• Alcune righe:
###

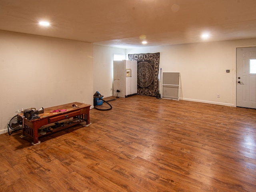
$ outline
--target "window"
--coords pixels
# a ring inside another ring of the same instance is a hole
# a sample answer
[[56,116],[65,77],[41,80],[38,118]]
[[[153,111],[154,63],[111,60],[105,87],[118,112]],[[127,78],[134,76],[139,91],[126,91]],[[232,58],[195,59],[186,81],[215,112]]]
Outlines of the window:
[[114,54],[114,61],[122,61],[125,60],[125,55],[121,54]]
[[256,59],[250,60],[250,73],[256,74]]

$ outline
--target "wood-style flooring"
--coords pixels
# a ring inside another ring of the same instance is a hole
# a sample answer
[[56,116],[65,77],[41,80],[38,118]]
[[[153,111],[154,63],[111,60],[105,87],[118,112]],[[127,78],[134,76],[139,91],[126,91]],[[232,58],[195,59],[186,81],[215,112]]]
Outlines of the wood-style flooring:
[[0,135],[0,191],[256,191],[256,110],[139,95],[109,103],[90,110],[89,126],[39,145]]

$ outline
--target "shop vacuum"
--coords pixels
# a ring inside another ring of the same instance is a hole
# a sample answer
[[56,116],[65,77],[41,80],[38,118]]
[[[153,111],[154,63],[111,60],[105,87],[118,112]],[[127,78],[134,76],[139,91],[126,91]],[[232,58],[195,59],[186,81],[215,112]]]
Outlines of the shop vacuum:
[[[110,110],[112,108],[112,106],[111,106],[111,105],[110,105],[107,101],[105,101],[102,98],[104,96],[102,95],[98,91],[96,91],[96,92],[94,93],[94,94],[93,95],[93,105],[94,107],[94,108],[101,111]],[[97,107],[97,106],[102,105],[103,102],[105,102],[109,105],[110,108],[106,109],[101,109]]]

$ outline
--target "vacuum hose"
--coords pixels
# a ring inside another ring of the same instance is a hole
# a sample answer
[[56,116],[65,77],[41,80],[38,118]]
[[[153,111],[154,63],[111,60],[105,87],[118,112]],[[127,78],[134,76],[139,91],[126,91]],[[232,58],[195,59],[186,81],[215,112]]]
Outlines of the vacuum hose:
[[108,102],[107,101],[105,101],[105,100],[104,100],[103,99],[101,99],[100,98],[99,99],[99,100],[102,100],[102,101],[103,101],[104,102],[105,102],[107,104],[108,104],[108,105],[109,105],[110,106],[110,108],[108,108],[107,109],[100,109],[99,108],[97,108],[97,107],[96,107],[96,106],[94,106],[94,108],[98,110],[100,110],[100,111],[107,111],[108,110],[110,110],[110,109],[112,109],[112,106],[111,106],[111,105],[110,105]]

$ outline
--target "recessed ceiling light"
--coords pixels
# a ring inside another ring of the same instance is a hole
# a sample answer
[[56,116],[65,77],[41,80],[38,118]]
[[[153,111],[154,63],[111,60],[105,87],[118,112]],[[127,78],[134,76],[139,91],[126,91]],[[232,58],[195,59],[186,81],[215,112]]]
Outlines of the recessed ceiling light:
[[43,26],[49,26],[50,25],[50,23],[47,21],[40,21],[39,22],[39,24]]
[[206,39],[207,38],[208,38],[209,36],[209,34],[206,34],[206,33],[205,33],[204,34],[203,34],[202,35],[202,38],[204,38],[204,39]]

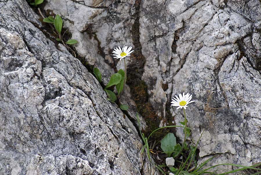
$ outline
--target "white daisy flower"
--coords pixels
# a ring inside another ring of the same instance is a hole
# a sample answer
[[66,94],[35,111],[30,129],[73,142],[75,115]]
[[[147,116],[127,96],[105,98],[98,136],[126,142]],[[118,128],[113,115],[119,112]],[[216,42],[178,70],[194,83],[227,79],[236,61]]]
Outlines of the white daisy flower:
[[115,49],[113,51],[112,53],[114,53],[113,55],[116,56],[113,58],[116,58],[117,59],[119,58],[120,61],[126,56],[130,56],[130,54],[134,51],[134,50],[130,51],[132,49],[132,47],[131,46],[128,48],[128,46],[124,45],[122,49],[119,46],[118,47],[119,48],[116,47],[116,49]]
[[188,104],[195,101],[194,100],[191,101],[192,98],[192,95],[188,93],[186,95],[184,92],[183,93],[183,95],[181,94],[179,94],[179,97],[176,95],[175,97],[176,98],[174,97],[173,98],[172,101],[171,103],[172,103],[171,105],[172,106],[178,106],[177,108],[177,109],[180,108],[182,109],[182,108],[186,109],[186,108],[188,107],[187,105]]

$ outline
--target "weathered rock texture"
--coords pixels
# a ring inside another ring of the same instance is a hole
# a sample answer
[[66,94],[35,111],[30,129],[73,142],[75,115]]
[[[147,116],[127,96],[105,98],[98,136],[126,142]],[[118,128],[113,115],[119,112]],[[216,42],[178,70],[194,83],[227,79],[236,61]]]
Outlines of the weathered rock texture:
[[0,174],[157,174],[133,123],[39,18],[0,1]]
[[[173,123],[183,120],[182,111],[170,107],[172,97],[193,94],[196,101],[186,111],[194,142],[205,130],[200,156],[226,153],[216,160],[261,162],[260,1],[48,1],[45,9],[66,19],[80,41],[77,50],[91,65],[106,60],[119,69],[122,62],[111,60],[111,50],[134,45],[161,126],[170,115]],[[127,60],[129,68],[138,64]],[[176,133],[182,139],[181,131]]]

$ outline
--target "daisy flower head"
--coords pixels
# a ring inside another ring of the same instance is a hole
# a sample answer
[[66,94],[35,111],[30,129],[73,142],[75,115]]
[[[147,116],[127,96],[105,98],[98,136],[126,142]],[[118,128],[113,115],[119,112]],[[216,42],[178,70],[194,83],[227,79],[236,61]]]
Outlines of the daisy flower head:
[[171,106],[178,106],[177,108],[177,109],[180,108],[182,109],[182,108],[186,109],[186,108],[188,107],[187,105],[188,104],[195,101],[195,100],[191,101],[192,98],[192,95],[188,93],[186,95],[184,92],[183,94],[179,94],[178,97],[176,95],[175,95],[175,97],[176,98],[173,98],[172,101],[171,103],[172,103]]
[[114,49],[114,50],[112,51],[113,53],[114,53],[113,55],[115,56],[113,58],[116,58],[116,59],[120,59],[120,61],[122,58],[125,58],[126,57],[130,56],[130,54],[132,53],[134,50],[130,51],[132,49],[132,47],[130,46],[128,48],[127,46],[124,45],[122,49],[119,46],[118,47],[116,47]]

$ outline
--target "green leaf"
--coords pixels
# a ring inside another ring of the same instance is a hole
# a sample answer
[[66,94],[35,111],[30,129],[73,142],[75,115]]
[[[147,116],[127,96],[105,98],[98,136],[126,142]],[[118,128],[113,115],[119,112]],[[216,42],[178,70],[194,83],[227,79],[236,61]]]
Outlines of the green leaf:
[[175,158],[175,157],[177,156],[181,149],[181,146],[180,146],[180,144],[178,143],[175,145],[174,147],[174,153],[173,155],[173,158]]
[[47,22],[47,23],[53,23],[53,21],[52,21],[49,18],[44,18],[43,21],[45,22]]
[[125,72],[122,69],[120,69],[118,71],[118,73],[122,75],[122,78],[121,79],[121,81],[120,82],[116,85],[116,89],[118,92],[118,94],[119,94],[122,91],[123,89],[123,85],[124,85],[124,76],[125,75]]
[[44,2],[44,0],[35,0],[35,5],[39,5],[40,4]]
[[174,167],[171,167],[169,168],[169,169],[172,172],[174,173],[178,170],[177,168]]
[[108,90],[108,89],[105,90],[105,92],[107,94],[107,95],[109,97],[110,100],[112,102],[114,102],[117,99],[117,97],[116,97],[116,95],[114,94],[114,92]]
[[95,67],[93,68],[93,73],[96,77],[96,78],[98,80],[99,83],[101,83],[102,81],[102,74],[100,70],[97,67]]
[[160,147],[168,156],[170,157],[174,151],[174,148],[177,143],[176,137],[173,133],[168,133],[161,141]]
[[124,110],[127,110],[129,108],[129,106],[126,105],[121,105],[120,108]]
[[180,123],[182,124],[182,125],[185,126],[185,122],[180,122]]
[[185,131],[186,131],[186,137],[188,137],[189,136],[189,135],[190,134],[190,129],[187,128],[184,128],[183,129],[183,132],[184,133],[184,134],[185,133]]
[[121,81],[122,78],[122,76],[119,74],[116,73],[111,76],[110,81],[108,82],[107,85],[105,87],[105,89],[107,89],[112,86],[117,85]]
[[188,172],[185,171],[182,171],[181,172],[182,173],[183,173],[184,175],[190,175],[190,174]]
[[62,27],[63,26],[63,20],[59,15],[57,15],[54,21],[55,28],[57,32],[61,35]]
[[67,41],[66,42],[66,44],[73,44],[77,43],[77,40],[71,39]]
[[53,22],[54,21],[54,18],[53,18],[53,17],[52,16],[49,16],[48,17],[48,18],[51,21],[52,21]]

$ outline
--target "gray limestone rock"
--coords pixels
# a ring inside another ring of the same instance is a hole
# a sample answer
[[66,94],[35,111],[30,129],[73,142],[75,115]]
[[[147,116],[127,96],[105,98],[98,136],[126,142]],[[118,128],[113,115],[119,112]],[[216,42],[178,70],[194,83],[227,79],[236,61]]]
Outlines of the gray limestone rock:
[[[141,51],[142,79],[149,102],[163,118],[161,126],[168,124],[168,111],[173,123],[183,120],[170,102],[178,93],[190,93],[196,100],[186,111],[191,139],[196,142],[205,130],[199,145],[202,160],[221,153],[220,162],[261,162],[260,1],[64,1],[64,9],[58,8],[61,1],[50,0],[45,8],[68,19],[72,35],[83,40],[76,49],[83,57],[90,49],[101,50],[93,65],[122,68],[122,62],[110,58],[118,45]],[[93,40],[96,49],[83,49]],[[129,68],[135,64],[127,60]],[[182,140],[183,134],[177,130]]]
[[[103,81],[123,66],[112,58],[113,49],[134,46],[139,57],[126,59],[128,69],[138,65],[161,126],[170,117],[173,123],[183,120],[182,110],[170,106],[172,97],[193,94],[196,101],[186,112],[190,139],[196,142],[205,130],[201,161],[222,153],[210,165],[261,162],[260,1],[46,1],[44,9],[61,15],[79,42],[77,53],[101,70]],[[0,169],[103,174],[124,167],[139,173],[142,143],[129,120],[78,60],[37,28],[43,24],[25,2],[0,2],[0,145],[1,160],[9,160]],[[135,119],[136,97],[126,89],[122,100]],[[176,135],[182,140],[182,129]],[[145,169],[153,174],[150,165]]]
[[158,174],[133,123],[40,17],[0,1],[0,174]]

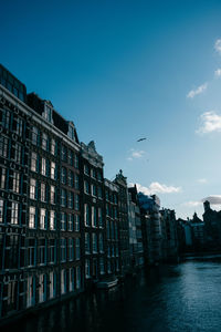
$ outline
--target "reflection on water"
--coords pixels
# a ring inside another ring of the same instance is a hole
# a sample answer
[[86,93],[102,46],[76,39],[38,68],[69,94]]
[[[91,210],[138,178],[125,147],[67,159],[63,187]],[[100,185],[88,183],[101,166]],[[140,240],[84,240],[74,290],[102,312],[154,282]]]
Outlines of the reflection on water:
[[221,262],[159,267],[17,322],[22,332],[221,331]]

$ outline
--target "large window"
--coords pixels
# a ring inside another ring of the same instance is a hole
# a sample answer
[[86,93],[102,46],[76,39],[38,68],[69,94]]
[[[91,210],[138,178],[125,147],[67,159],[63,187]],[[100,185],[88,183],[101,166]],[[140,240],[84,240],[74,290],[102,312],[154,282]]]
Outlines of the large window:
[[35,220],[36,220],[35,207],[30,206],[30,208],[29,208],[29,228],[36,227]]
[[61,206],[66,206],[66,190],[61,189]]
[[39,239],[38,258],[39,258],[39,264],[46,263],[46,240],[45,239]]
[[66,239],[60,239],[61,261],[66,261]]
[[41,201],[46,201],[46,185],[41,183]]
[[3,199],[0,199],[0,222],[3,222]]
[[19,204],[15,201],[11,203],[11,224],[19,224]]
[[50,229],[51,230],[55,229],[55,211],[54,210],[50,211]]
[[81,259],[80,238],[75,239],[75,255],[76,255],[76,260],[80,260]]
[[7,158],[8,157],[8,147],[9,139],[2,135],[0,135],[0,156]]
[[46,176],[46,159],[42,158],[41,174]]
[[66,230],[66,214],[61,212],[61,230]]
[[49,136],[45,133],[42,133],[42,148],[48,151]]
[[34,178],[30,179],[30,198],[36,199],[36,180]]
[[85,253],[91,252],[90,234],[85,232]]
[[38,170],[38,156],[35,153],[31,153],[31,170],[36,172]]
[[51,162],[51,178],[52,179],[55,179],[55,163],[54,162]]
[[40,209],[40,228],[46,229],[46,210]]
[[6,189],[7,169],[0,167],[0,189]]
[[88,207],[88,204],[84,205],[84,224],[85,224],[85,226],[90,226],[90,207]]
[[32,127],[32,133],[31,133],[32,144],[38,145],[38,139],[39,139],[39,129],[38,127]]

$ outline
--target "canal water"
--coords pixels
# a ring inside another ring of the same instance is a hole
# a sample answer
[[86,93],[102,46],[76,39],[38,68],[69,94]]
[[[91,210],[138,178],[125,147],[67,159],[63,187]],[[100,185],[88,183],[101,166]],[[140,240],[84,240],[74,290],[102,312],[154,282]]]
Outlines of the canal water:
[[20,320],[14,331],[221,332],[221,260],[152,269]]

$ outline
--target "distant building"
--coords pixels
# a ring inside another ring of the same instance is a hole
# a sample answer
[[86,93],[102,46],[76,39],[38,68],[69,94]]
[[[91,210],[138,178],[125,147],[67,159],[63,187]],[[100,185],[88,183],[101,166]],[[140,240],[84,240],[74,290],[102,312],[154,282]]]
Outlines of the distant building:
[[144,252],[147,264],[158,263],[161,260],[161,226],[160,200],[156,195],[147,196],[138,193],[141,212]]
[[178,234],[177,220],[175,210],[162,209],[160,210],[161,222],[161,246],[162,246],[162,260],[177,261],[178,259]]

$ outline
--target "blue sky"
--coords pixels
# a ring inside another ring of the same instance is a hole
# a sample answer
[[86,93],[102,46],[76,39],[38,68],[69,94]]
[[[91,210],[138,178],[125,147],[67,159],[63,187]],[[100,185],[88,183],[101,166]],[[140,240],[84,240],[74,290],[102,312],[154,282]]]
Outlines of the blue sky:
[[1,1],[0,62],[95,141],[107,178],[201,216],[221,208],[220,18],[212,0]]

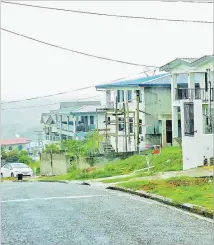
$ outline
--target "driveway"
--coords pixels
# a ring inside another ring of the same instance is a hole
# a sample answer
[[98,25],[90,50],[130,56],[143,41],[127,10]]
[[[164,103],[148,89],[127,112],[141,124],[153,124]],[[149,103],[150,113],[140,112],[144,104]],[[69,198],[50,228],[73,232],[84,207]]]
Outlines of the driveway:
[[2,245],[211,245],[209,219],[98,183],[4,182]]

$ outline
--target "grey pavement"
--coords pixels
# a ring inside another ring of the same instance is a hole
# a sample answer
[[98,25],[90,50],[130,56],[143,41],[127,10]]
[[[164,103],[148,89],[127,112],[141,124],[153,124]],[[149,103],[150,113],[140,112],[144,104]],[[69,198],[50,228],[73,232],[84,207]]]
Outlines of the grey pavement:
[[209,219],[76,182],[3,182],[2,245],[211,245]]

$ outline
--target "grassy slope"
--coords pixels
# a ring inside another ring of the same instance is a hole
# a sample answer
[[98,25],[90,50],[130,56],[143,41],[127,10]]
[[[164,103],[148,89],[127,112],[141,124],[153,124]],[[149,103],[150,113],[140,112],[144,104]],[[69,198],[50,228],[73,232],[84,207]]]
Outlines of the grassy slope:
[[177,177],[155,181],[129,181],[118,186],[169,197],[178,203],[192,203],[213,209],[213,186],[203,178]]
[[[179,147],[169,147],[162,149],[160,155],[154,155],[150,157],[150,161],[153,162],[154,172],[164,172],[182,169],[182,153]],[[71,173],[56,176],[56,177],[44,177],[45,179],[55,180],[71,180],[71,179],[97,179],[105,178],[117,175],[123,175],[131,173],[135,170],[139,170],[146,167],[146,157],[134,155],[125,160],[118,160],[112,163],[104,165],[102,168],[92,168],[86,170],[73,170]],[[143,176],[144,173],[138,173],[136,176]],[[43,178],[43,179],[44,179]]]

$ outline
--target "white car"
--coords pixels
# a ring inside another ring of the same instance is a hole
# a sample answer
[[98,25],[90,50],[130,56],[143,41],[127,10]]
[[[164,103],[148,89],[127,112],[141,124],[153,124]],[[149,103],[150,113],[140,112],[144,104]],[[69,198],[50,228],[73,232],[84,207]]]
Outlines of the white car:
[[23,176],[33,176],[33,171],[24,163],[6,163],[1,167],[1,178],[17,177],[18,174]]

###

• Cosa si chiede: Converti in un elenco JSON di stringhe, una per riga e senza le righe vuote, tutto ciò che va dall'inizio delle righe fino alla riga che contiene "[[256,59],[250,60],[250,73],[256,74]]", inclusa. Escludi le immagini dalla risposta.

• Risposta scritta:
[
  "$ outline",
  "--target \"window\"",
  "--coords pixels",
  "# a ring inside another ring of the same instance is a hole",
  "# a sample answer",
  "[[56,116],[65,77],[41,80],[38,118]]",
  "[[[153,111],[154,63],[111,60],[105,87],[118,112]],[[127,78],[134,76],[139,91],[126,91]],[[232,58],[195,59],[186,81],[215,112]]]",
  "Outlines of the window:",
  "[[114,54],[114,61],[122,61],[125,60],[125,55],[121,54]]",
  "[[256,59],[250,60],[250,73],[256,74]]"
]